Reprenez le texte sur la rénovation du Patio à Strasbourg après sa dernière phrase et poursuivez-le.

▶ **Texte fourni**:
● ● ● ● ●

Le Patio

Strasbourg (67000)

2017 - 2022

Sur le campus de l’Esplanade de Strasbourg, l’Université des Sciences Humaines et Sociales, usuellement nommée le Patio, ne méritait pas moins d’attention que les célèbres Faculté de Droit et Tour de Chimie qui l’entourent. Cet ensemble des années 1960, lieu emblématique du dialogue et du bouillonnement étudiant, conçu par l’architecte Pierre Vivien, concentre toutes les innovations constructives de son époque et n’avait besoin que d’être ravivé. Grâce à une lecture attentive de ce patrimoine remarquable, nous avons pu proposer une rénovation énergétique respectueuse et une recomposition efficaces de l’ensemble afin de lui redonner ses lettres de noblesse. Étudiants et enseignants profitent de nouveau pleinement des qualités de leur bâtiment, désormais tourné vers l’avenir.

Données du projet
Adresse

Campus de l’Esplanade
22, rue Descartes
67 000 STRASBOURG

Maîtrise d'ouvrage

UNISTRA (Université de Strasbourg)

Images

Photos historiques : Archives de l’Université de Strasbourg
Photos projet réalisé : 11h45 – Florent Michel

Programme

Restructuration et rénovation thermique de l’ensemble des locaux de la faculté de sciences humaines et sociales, extension neuve pour des locaux d’enseignement, une salle de répétition d’arts vivants et la cafétéria du CROUS.

Equipe

Architecture, Economie : Vurpas Architectes
Structure, Fluides : AIA Ingénierie
QEB : AIA Environnement
Acoustique : Génie Acoustique
Paysage : Indigène

"L'Opération Esplanade" à Strasbourg : naissance d'un campus dans le contexte des Trente Glorieuses

Le Patio s’insère dans une composition unique offrant un cadre universitaire d’exception. Pour comprendre l’histoire et l’architecture du campus de l’Esplanade, il est nécessaire de revenir au contexte de sa construction.

● ● ● ● ●

(Données extraites d'une collection)

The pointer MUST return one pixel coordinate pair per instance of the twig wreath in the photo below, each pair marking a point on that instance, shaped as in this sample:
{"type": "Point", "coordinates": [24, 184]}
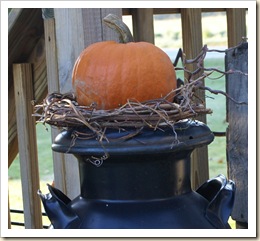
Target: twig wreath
{"type": "Point", "coordinates": [62, 110]}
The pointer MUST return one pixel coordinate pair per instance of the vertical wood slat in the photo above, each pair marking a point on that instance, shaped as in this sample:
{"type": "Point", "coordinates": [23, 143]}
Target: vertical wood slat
{"type": "Point", "coordinates": [236, 25]}
{"type": "Point", "coordinates": [192, 44]}
{"type": "Point", "coordinates": [27, 145]}
{"type": "Point", "coordinates": [53, 85]}
{"type": "Point", "coordinates": [143, 29]}
{"type": "Point", "coordinates": [237, 132]}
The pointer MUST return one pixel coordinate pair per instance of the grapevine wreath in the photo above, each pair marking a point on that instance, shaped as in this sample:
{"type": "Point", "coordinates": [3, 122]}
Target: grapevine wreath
{"type": "Point", "coordinates": [127, 84]}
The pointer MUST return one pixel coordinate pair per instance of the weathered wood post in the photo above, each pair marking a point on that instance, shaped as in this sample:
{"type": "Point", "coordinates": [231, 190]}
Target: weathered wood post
{"type": "Point", "coordinates": [237, 132]}
{"type": "Point", "coordinates": [192, 44]}
{"type": "Point", "coordinates": [67, 34]}
{"type": "Point", "coordinates": [23, 86]}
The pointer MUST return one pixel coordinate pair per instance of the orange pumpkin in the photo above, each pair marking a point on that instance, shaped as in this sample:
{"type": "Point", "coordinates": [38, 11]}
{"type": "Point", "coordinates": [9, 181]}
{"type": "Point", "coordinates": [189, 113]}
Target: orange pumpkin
{"type": "Point", "coordinates": [109, 73]}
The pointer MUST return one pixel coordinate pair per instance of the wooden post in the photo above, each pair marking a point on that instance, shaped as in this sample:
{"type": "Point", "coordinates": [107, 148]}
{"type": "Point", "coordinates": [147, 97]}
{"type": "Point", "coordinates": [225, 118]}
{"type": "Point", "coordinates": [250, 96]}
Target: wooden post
{"type": "Point", "coordinates": [236, 25]}
{"type": "Point", "coordinates": [59, 166]}
{"type": "Point", "coordinates": [143, 29]}
{"type": "Point", "coordinates": [237, 132]}
{"type": "Point", "coordinates": [192, 45]}
{"type": "Point", "coordinates": [27, 144]}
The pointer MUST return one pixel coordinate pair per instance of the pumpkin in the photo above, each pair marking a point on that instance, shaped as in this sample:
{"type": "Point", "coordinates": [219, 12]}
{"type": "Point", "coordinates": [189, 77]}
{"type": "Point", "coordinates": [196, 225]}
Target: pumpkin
{"type": "Point", "coordinates": [110, 73]}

● ● ● ● ●

▶ **Réponse attendue**:
Après la seconde guerre mondiale, la France connait un renouveau et plonge, selon les termes de l’économiste Jean Fourastié, dans la période intense des « Trente Glorieuses ». Ces années prospères se traduisent par une croissance économique et démographique exponentielle, accompagnée d’une amélioration du niveau de vie des Français. L’accroissement fulgurant de la natalité, combiné à une démocratisation de l’accès à l’enseignement secondaire et au baccalauréat, engendre donc, à la fin des années 1950, une augmentation considérable des effectifs étudiants souhaitant poursuivre un cursus dans le supérieur, et du personnel enseignant pour répondre à cette nouvelle demande.
La ville et le milieu universitaire de Strasbourg n’échappent pas à ce phénomène : le nombre d’étudiants triple en 10 ans, passant de 5000 en 1954 à 16000 en 1965. Le Palais Universitaire, jusqu’alors réservé à quelques centaines de privilégiés, n’est plus en mesure de suivre la cadence. Son mode de fonctionnement autarcique, autant que son architecture d’apparat, sont devenus obsolètes, trop élitistes, incompatibles avec les nouvelles méthodes d’enseignement et les effectifs croissants d’étudiants.
A l’échelle nationale, les grandes villes se confrontent à ces problématiques et des plans d’expansion multiplient de nouveaux regroupements universitaires en zone péri-urbaine pour y remédier. Strasbourg fit néanmoins figure d’exception, puisque l’université a pu bénéficier d’une opportunité inédite : la libération d’un terrain militaire attenant au centre historique, face aux équipements existants.
En cœur de ville, les édifices monumentaux qui composent le nouveau campus suivent le cardo-decumanus, les axes fondateurs de la ville, offrant un lien symbolique entre ancienne Cité et nouvelle urbanité. Cette implantation exceptionnelle, appuyée par une composition architecturale remarquable, permit de faire perdurer le rayonnement de l’université strasbourgeoise, tout en la propulsant dans sa modernité.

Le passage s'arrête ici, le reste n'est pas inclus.